# Document section:
★ ★ ★ ★ ★ ★ ★
In microblogging, a user, represented by his account, follows other accounts to be notified whenever they publish some information. Conversely, s/he becomes a publisher for the accounts that follow her/him, which results in the existence of a large social graph. One of the main differences with other online social networks is that in microblogging, the graph linking the users can be seen as an interest graph, since users follow each other if they have interest in each other posts. Those networks work on an all-or-nothing fashion, i.e. if a user A follows a user B, A will receive all of B’s posts.
Microblogging is also characterized by the heterogeneous nature of users. In Twitter for instance, there exist some high update frequency accounts (newspapers, tech-blogs and journalists) and others that publish less than one post a week. Moreover, there exist very popular accounts (e.g. news channel accounts like @FoxNews8 or famous accounts like @BarackObama9 with more than 45 million followers), and others with 0 or 1 follower.
For various reasons (security, advertisement, control policy …) these systems rely on a centralized architecture10. Each post published is received by the central system that forwards it to all the followers of the publishing account11. The central system is also responsible of the search feature (Busch et al., 2012). Since the most active accounts are generally the ones with the highest number of followers, the system must face a tremendous amount of posts to forward. For instance Twitter, which claimed in 2011 more than 200 million tweets a day, had to deliver daily over 350 billion tweets12. This traffic overload (especially for high-followed accounts) represents from an architectural point of view a scalability bottleneck.
★ ★ ★ ★ ★ ★ ★
# Activity A:
Write out everything in the microblogging passage from "For various reasons" down to "a scalability bottleneck.", word for word.
The listing below has no connection to the microblogging passage.
★ ★ ★ ★ ★ ★ ★
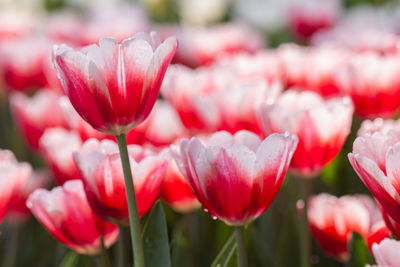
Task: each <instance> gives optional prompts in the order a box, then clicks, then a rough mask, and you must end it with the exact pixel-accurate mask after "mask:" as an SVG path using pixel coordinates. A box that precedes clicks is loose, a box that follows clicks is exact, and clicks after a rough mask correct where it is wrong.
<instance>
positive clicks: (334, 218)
mask: <svg viewBox="0 0 400 267" xmlns="http://www.w3.org/2000/svg"><path fill="white" fill-rule="evenodd" d="M307 215H308V221H309V223H310V228H311V232H312V234H313V236H314V237H315V238H316V239H317V241H318V243H320V245H321V246H322V247H323V249H324V250H325V252H326V253H327V254H329V255H331V256H332V257H334V258H336V259H338V260H340V261H348V260H349V258H350V252H349V250H348V243H349V241H350V239H351V236H352V233H353V232H357V233H358V234H360V235H361V236H362V237H363V238H364V239H365V241H366V243H367V244H368V245H369V247H371V246H372V244H373V243H375V242H378V243H379V242H380V241H381V240H382V239H384V238H385V237H389V236H390V232H389V229H388V228H387V227H385V224H384V222H383V219H382V216H381V214H380V212H379V209H378V207H377V206H376V205H375V203H374V201H373V200H372V199H371V198H369V197H367V196H363V195H355V196H342V197H340V198H337V197H335V196H333V195H329V194H326V193H322V194H319V195H317V196H313V197H311V198H310V200H309V207H308V214H307Z"/></svg>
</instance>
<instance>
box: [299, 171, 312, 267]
mask: <svg viewBox="0 0 400 267" xmlns="http://www.w3.org/2000/svg"><path fill="white" fill-rule="evenodd" d="M299 180H300V194H301V199H302V200H303V203H304V208H303V210H302V212H300V224H299V230H300V232H299V235H300V252H301V253H300V255H301V266H302V267H309V266H310V257H311V239H310V228H309V226H308V219H307V212H308V198H309V197H310V195H311V179H308V178H301V179H299Z"/></svg>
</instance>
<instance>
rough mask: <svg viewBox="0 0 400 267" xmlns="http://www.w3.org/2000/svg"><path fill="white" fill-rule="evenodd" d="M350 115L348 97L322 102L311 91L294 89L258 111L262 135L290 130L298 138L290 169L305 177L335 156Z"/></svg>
mask: <svg viewBox="0 0 400 267" xmlns="http://www.w3.org/2000/svg"><path fill="white" fill-rule="evenodd" d="M352 115H353V105H352V103H351V100H350V99H349V98H348V97H338V98H331V99H329V100H324V99H323V98H322V97H321V96H319V95H318V94H316V93H314V92H310V91H303V92H298V91H295V90H288V91H286V92H285V93H283V94H282V95H281V96H280V97H279V98H278V100H277V101H276V102H275V103H272V104H265V105H262V106H261V107H260V109H259V118H260V120H261V122H262V124H263V126H264V130H265V134H266V135H268V134H271V133H274V132H278V133H281V132H284V131H290V132H292V133H293V134H295V135H296V136H297V137H298V138H299V144H298V146H297V149H296V151H295V153H294V155H293V159H292V162H291V165H290V167H291V169H292V170H293V171H294V172H296V173H298V174H300V175H301V176H304V177H309V178H310V177H314V176H315V175H316V174H318V172H319V171H320V170H321V169H322V168H323V167H324V166H325V165H326V164H328V163H329V162H330V161H331V160H332V159H333V158H334V157H336V155H337V154H338V153H339V151H340V150H341V148H342V146H343V144H344V142H345V140H346V138H347V135H348V134H349V133H350V127H351V120H352Z"/></svg>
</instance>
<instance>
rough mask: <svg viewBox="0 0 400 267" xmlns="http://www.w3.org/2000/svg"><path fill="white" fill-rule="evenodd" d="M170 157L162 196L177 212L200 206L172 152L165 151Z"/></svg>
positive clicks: (161, 193)
mask: <svg viewBox="0 0 400 267" xmlns="http://www.w3.org/2000/svg"><path fill="white" fill-rule="evenodd" d="M165 153H166V155H165V156H166V157H168V159H169V160H168V168H167V170H166V172H165V178H164V182H163V186H162V190H161V197H162V198H163V199H164V200H165V202H166V203H167V204H168V205H170V206H171V207H172V208H173V209H174V210H175V211H177V212H190V211H193V210H196V209H197V208H199V207H200V203H199V201H198V200H197V198H196V196H195V195H194V194H193V191H192V189H191V188H190V185H189V184H188V182H187V181H186V179H185V177H184V176H183V174H182V173H181V171H180V170H179V168H178V165H177V164H176V162H175V161H174V159H173V158H172V156H171V153H170V152H167V151H165Z"/></svg>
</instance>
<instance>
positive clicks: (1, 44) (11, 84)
mask: <svg viewBox="0 0 400 267" xmlns="http://www.w3.org/2000/svg"><path fill="white" fill-rule="evenodd" d="M50 56H51V44H50V42H49V41H46V40H43V39H33V38H25V39H17V40H11V41H6V42H2V43H1V44H0V58H1V59H0V69H1V70H2V71H1V75H2V79H3V80H4V83H5V84H6V85H7V88H8V89H10V90H16V91H28V90H32V89H38V88H41V87H45V86H47V79H46V76H45V64H46V63H47V59H48V58H49V57H50Z"/></svg>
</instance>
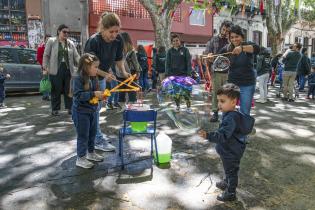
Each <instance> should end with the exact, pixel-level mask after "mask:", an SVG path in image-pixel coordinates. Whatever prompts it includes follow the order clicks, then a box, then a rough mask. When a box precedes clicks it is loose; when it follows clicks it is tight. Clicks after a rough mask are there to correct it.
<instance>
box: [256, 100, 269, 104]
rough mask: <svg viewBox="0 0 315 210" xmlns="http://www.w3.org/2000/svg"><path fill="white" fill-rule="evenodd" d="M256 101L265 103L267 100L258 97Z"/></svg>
mask: <svg viewBox="0 0 315 210" xmlns="http://www.w3.org/2000/svg"><path fill="white" fill-rule="evenodd" d="M256 102H257V103H261V104H265V103H267V100H264V99H258V100H257V101H256Z"/></svg>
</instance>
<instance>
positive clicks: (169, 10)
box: [139, 0, 183, 48]
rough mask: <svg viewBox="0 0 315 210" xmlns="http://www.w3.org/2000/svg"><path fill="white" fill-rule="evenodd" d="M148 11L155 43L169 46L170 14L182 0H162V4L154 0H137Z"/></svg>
mask: <svg viewBox="0 0 315 210" xmlns="http://www.w3.org/2000/svg"><path fill="white" fill-rule="evenodd" d="M139 2H140V3H141V4H142V5H143V6H144V8H145V9H146V10H147V11H148V12H149V14H150V16H151V21H152V24H153V28H154V33H155V45H156V46H157V47H159V46H165V47H166V48H169V47H170V43H171V42H170V32H171V26H172V14H173V13H174V12H175V10H176V9H177V7H178V5H179V4H181V3H182V2H183V0H163V1H162V4H158V3H156V1H155V0H139Z"/></svg>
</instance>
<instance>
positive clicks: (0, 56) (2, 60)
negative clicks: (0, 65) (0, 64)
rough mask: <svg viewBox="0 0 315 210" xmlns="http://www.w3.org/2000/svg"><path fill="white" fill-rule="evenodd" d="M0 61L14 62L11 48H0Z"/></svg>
mask: <svg viewBox="0 0 315 210" xmlns="http://www.w3.org/2000/svg"><path fill="white" fill-rule="evenodd" d="M0 63H15V62H14V58H13V55H12V53H11V50H9V49H5V48H0Z"/></svg>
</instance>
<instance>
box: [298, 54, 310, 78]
mask: <svg viewBox="0 0 315 210" xmlns="http://www.w3.org/2000/svg"><path fill="white" fill-rule="evenodd" d="M297 73H298V75H303V76H306V75H309V73H311V60H310V59H309V58H308V57H307V55H302V58H301V60H300V63H299V65H298V71H297Z"/></svg>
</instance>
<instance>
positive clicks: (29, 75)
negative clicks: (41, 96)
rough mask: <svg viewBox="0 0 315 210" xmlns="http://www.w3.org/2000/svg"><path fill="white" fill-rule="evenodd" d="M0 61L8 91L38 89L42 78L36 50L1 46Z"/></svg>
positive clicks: (16, 90)
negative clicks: (35, 50)
mask: <svg viewBox="0 0 315 210" xmlns="http://www.w3.org/2000/svg"><path fill="white" fill-rule="evenodd" d="M0 63H1V64H3V67H4V73H5V74H10V75H11V78H10V79H8V80H6V82H5V88H6V92H20V91H23V92H25V91H38V90H39V83H40V80H41V78H42V70H41V66H40V65H39V64H38V63H37V61H36V51H35V50H33V49H26V48H19V47H0Z"/></svg>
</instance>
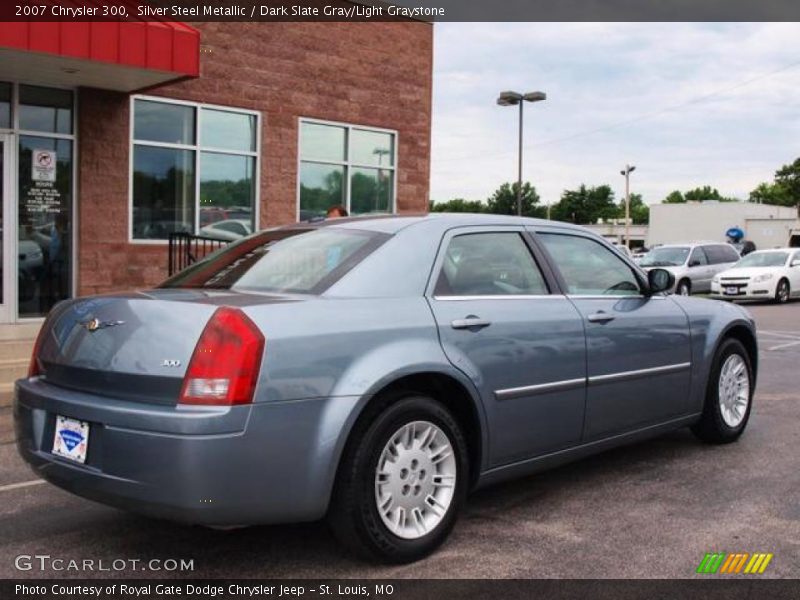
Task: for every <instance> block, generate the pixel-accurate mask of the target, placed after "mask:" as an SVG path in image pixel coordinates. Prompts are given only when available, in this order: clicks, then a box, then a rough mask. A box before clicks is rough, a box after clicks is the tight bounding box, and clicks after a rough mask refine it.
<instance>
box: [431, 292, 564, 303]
mask: <svg viewBox="0 0 800 600" xmlns="http://www.w3.org/2000/svg"><path fill="white" fill-rule="evenodd" d="M544 298H563V299H565V300H566V298H567V297H566V296H564V295H563V294H529V295H526V294H497V295H488V294H487V295H486V296H433V299H434V300H443V301H460V302H467V301H470V300H542V299H544Z"/></svg>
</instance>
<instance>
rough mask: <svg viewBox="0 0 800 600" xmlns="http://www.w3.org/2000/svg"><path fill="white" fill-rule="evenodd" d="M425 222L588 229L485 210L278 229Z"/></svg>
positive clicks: (342, 220) (377, 224)
mask: <svg viewBox="0 0 800 600" xmlns="http://www.w3.org/2000/svg"><path fill="white" fill-rule="evenodd" d="M421 223H437V224H439V225H441V226H442V228H443V229H448V228H450V227H468V226H470V225H518V226H519V225H521V226H526V225H527V226H535V225H539V226H543V225H547V226H558V227H562V228H566V229H574V230H576V231H586V230H585V229H584V228H583V227H580V226H578V225H573V224H571V223H563V222H560V221H548V220H546V219H533V218H530V217H516V216H511V215H494V214H483V213H426V214H422V213H420V214H405V215H365V216H360V217H342V218H337V219H324V220H323V219H321V220H319V221H303V222H300V223H293V224H291V225H284V226H283V227H277V228H276V229H316V228H322V227H343V228H347V229H362V230H368V231H377V232H382V233H389V234H393V233H397V232H398V231H400V230H402V229H405V228H406V227H411V226H413V225H417V224H421Z"/></svg>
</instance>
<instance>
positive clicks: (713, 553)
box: [697, 552, 774, 575]
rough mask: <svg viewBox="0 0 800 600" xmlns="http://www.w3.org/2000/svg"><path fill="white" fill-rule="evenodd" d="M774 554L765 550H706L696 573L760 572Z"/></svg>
mask: <svg viewBox="0 0 800 600" xmlns="http://www.w3.org/2000/svg"><path fill="white" fill-rule="evenodd" d="M773 556H774V555H773V554H772V553H766V552H756V553H754V554H750V553H749V552H733V553H730V554H728V553H726V552H707V553H706V555H705V556H703V560H702V561H700V565H699V566H698V567H697V573H703V574H715V573H719V574H723V573H724V574H728V575H730V574H739V573H746V574H750V575H756V574H759V575H760V574H761V573H763V572H764V571H765V570H766V569H767V565H768V564H769V563H770V561H771V560H772V557H773ZM745 565H746V566H745Z"/></svg>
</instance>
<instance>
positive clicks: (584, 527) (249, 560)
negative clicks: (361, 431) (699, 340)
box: [0, 302, 800, 578]
mask: <svg viewBox="0 0 800 600" xmlns="http://www.w3.org/2000/svg"><path fill="white" fill-rule="evenodd" d="M749 308H750V310H751V311H752V312H753V314H754V315H755V317H756V320H757V323H758V328H759V342H760V352H761V367H760V373H759V383H758V388H757V392H756V397H755V403H754V407H753V414H752V417H751V420H750V424H749V427H748V429H747V431H746V432H745V434H744V436H743V437H742V438H741V439H740V441H739V442H738V443H736V444H732V445H728V446H721V447H720V446H706V445H703V444H701V443H699V442H698V441H696V440H695V439H694V437H693V436H692V435H691V434H690V433H689V432H688V431H680V432H676V433H673V434H670V435H667V436H664V437H661V438H659V439H656V440H653V441H649V442H645V443H641V444H638V445H636V446H632V447H627V448H622V449H618V450H614V451H610V452H607V453H605V454H601V455H598V456H595V457H592V458H590V459H587V460H584V461H582V462H578V463H574V464H572V465H569V466H566V467H562V468H559V469H557V470H553V471H550V472H548V473H545V474H541V475H538V476H535V477H530V478H528V479H524V480H520V481H516V482H512V483H508V484H504V485H501V486H498V487H494V488H490V489H486V490H482V491H480V492H478V493H476V494H474V495H473V496H472V497H471V499H470V501H469V504H468V506H467V508H466V511H465V513H464V514H463V516H462V519H461V520H460V522H459V524H458V525H457V527H456V529H455V531H454V532H453V535H452V536H451V538H450V540H449V541H448V542H447V543H446V545H445V546H444V547H443V548H441V549H440V550H439V551H438V552H437V553H436V554H434V555H433V556H432V557H430V558H428V559H426V560H424V561H421V562H419V563H416V564H413V565H406V566H400V567H384V566H375V565H371V564H366V563H363V562H360V561H358V560H354V559H351V558H349V557H348V556H346V555H344V554H343V552H342V551H341V549H340V548H339V547H338V546H337V544H336V543H335V541H334V540H333V539H332V537H331V536H330V535H329V533H328V531H327V529H326V528H325V526H324V525H322V524H305V525H294V526H274V527H254V528H249V529H241V530H235V531H227V532H226V531H212V530H208V529H204V528H200V527H189V526H182V525H175V524H171V523H164V522H158V521H153V520H149V519H145V518H142V517H137V516H133V515H128V514H125V513H122V512H119V511H117V510H115V509H111V508H106V507H104V506H101V505H98V504H94V503H92V502H89V501H86V500H82V499H80V498H76V497H73V496H71V495H70V494H68V493H66V492H63V491H61V490H60V489H57V488H55V487H52V486H50V485H49V484H40V483H39V482H36V481H32V479H33V476H32V474H31V473H30V471H29V470H28V469H27V467H26V466H25V465H24V464H23V463H22V461H21V460H20V459H19V458H18V457H17V454H16V449H15V447H14V439H13V429H12V424H11V409H10V408H0V577H63V576H72V577H79V576H98V577H109V576H116V577H147V576H158V577H165V576H166V577H170V576H172V577H178V576H182V577H187V576H188V577H228V578H233V577H241V578H248V577H281V578H293V577H314V578H334V577H347V578H361V577H413V578H427V577H432V578H439V577H457V578H493V577H517V578H527V577H562V578H576V577H577V578H583V577H592V578H594V577H600V578H629V577H638V578H641V577H669V578H673V577H674V578H686V577H692V576H695V569H696V568H697V565H698V564H699V563H700V561H701V559H702V558H703V556H704V554H705V553H706V552H712V551H723V552H750V553H753V552H771V553H773V554H774V558H773V559H772V562H771V563H770V565H769V567H768V569H767V570H766V572H765V573H764V575H763V576H764V577H799V576H800V494H799V493H798V490H800V469H798V456H800V453H798V444H800V427H798V423H800V394H798V384H799V383H800V375H798V368H800V302H795V303H792V304H789V305H785V306H774V305H755V306H750V307H749ZM42 554H44V555H50V556H52V557H60V558H64V559H67V560H70V559H74V560H78V561H82V560H84V559H93V560H95V561H98V560H100V559H102V560H103V561H106V562H107V563H108V562H110V561H111V560H114V559H140V560H142V561H147V560H150V559H153V558H156V559H168V558H174V559H193V561H194V571H193V572H190V573H175V572H164V571H161V572H158V573H152V572H143V571H138V570H131V569H126V570H122V571H111V572H94V573H92V572H84V573H78V572H56V571H45V572H40V571H38V570H31V571H18V570H16V569H15V566H14V564H15V557H17V556H18V555H42ZM706 577H708V576H706Z"/></svg>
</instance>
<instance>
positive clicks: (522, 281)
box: [435, 233, 548, 296]
mask: <svg viewBox="0 0 800 600" xmlns="http://www.w3.org/2000/svg"><path fill="white" fill-rule="evenodd" d="M547 293H548V290H547V284H545V281H544V277H542V273H541V272H540V271H539V267H538V266H536V262H535V261H534V260H533V256H531V253H530V250H528V247H527V245H526V244H525V242H524V241H523V239H522V237H521V236H520V234H518V233H472V234H466V235H459V236H456V237H454V238H453V239H452V240H451V241H450V244H449V245H448V246H447V252H446V253H445V256H444V262H443V263H442V270H441V272H440V273H439V279H438V280H437V283H436V290H435V294H436V295H437V296H514V295H525V296H530V295H540V294H547Z"/></svg>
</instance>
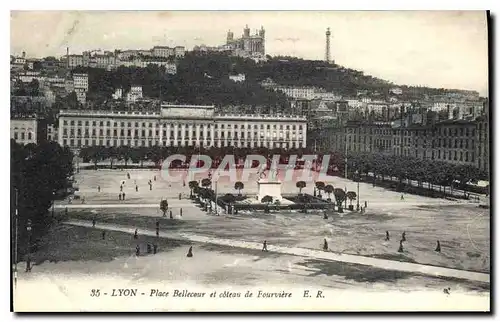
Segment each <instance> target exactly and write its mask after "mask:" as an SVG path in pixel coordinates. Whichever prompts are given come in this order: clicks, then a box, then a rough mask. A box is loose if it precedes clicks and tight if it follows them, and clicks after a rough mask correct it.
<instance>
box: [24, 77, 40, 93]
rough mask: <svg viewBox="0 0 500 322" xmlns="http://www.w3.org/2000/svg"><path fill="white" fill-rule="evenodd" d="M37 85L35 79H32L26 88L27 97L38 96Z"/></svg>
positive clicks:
★ ★ ★ ★ ★ ★ ★
# Activity B:
Pull out every line of the listing that contains the string "with".

# Answer box A:
For various reasons (security, advertisement, control policy …) these systems rely on a centralized architecture10. Each post published is received by the central system that forwards it to all the followers of the publishing account11. The central system is also responsible of the search feature (Busch et al., 2012). Since the most active accounts are generally the ones with the highest number of followers, the system must face a tremendous amount of posts to forward. For instance Twitter, which claimed in 2011 more than 200 million tweets a day, had to deliver daily over 350 billion tweets12. This traffic overload (especially for high-followed accounts) represents from an architectural point of view a scalability bottleneck.

# Answer box B:
Task: each <instance> gives optional prompts in the order a box, then clicks, then a rough mask, and you must end it with the exact pixel-accurate mask after "mask:" as an SVG path using pixel coordinates. A box that precedes clicks is loose, a box that follows clicks is exact, and clicks after a rough mask correct where it is wrong.
Each <instance> should end with the exact, pixel-level mask after "mask:", an SVG path in image-pixel coordinates. Whatever prompts it includes follow the order clicks, then a box, then a rough mask. When a box precedes clicks it is loose; when it follows clicks it is tight. Clicks after a rough mask are there to correct it.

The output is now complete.